Some 100 kilometres out, one approaches the great dormant
volcano of Imbabura, and the thirsty landscape begins to receive
more rain. Once the dust has turned to tillable earth, the Pan-American
Highway descends towards the lake of San Pablo, with the
town of Otavalo guarding its northern shores. Driving along
the lakeside road, fields stretch down to the shore, while peasants
drive their cattle along the grassy fringes.
WEAVING TALES
Otavalo hosts probably the
most famous tourists' market in South America, and most definitely
Ecuador's most important. The Otavalan Indians are renowned
for their textiles and weaving, but also for their business
acumen, and ambition. They rank among the continent's most
prosperous indigenous people, proud of their heritage - they
still wear their colonial-traditional dress - and yet able
to take advantage of the First World's need for souvenirs,
bright colours and fake plenties.
The men of Otavalo wear three-quarter
length white trousers, white alpargata shoes beneath them,
flowing dark ponchos, and hats of differing sizes and colours.
The women are instantly recognisable by the layers of gold
necklaces which throng their necks, but also by their black
or dark blue full-length skirts and beautiful, puffy white
blouses embroidered with colourful patterns, lengths of dark
cloth folded around their heads shading them from the midday
sun.
The town's biggest day is market day, Saturday.
But such is the popularity of Otavalan produce (though a large
part also comes from other parts of the country) you can visit
any day of the week and still find the Plaza de los Ponchos
muffled by stalls. On Saturdays, hundreds of stands plug the
avenues leading to the square, the ones running east slowly
becoming less touristy, dominated by pots and pans and tupperware,
until you reach the arcades of the produce market, jammed
with piles of every variety of fruit, vegetable, fish and
meat. The weavings are beautiful, ranging from rugs of symmetric
red, brown and blue patterns, dark tightly-woven ponchos,
bright woolly hats festooned with flowers, the oranges, yellows
and greens of hammocks, through to quite Westernised sweaters
and zip-up tops of just a few colours.

_Records from a dataset:_
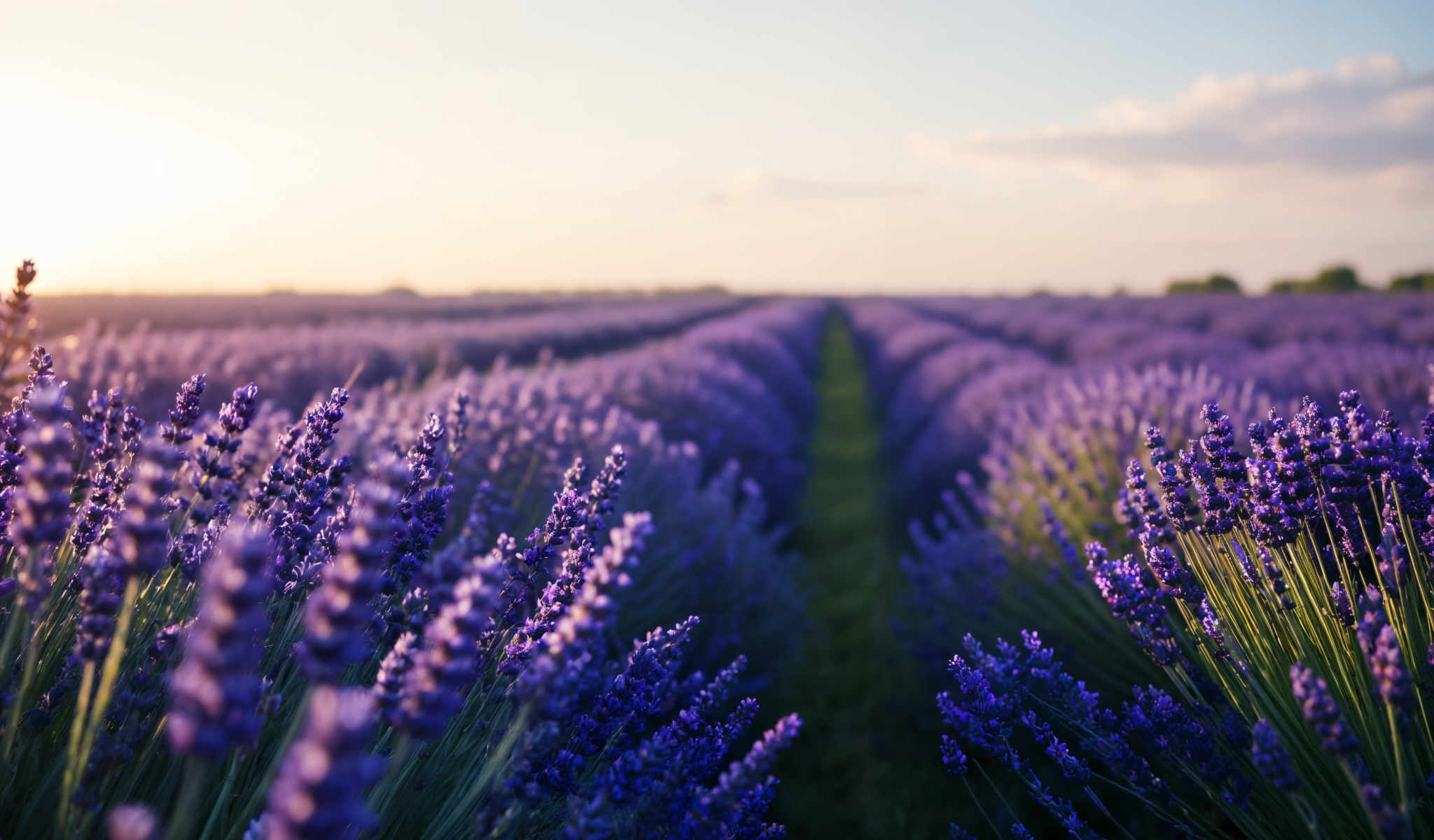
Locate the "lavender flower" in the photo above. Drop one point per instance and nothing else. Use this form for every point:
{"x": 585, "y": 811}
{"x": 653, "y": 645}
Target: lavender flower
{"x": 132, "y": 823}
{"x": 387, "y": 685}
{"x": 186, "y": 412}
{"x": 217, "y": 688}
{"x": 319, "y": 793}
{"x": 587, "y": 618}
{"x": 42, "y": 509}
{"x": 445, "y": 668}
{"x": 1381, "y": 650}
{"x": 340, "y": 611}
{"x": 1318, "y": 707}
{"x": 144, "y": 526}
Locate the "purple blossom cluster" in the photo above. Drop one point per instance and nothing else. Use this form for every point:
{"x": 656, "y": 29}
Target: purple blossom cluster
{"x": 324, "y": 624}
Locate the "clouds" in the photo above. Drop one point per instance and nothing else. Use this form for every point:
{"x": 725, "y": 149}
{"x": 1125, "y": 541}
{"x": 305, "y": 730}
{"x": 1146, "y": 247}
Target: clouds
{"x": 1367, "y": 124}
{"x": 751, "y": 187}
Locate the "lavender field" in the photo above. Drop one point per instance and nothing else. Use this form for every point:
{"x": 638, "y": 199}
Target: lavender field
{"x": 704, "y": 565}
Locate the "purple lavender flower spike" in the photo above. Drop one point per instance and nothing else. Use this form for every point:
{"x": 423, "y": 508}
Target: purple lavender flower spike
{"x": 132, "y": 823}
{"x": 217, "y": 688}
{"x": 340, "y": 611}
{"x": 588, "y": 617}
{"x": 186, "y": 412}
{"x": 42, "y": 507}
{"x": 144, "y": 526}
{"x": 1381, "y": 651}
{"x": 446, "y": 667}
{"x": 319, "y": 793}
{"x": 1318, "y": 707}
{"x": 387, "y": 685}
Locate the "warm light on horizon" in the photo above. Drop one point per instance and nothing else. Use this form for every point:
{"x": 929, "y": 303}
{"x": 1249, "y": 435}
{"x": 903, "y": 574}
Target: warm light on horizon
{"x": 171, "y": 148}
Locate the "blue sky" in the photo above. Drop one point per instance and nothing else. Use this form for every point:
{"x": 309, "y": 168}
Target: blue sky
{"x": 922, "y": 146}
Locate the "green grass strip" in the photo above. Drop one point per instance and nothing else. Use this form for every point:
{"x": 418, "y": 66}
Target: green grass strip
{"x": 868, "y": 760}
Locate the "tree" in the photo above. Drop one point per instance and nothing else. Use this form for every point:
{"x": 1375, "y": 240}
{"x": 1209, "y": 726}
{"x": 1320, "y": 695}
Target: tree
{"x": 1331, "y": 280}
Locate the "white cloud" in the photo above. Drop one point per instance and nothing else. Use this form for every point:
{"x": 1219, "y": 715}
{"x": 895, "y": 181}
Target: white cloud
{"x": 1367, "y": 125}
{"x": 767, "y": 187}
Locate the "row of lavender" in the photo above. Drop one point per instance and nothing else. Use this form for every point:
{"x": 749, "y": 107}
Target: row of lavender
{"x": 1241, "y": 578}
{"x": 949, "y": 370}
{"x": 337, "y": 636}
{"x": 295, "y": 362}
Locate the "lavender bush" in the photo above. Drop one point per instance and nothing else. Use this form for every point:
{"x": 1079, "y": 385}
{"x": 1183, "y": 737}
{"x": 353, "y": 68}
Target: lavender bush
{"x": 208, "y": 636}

_REQUEST 1:_
According to the Otavalo passage, why can visitors find the Plaza de los Ponchos full of stalls even on days other than Saturday?
_REQUEST 2:_
Return each line of the records that contains the word "Drop".

_CORRECT RESULT 1:_
Otavalan produce is so popular that stalls fill the Plaza de los Ponchos on any day of the week, even though a large part of it comes from other parts of the country.

_CORRECT RESULT 2:_
Locate the "lavender flower" in the photo above. Drop one point per instance and nothing else. Use this form for every point:
Locate the "purple blossom cluster" in the photo above. Drop one point per instance and nothing else. Use this form for every point:
Locate the "clouds" in the photo above. Drop one point per instance and nothing else. Use this form for every point:
Locate the "lavender field" in the photo above. Drop one point per instance and nothing else. Use this form for every point:
Locate the "purple lavender flower spike" in the photo above. Drop one point per instance and nothing else. Use this form for every point:
Locate the "warm light on horizon" in the photo above. Drop one point per instance and nothing else. Use this form for every point:
Locate the "blue sky" in the photo above. Drop one point per instance and nothing else. Use this form for every point:
Locate the "green grass strip" in the photo above. Drop one point per instance and nothing else. Use this form for every point:
Locate the "tree" in the photo above. Drop one point per instance and nothing else. Use this form for every point:
Locate the "white cloud" in the photo above. Drop one point per instance and nothing else. Use this form for every point:
Locate the "row of lavender" in the photo above. Drop one point per instance and nothing else. Use this form for every point:
Locate the "lavender bush" in the photo above. Drop one point per instance and nothing else. Use this form for every point:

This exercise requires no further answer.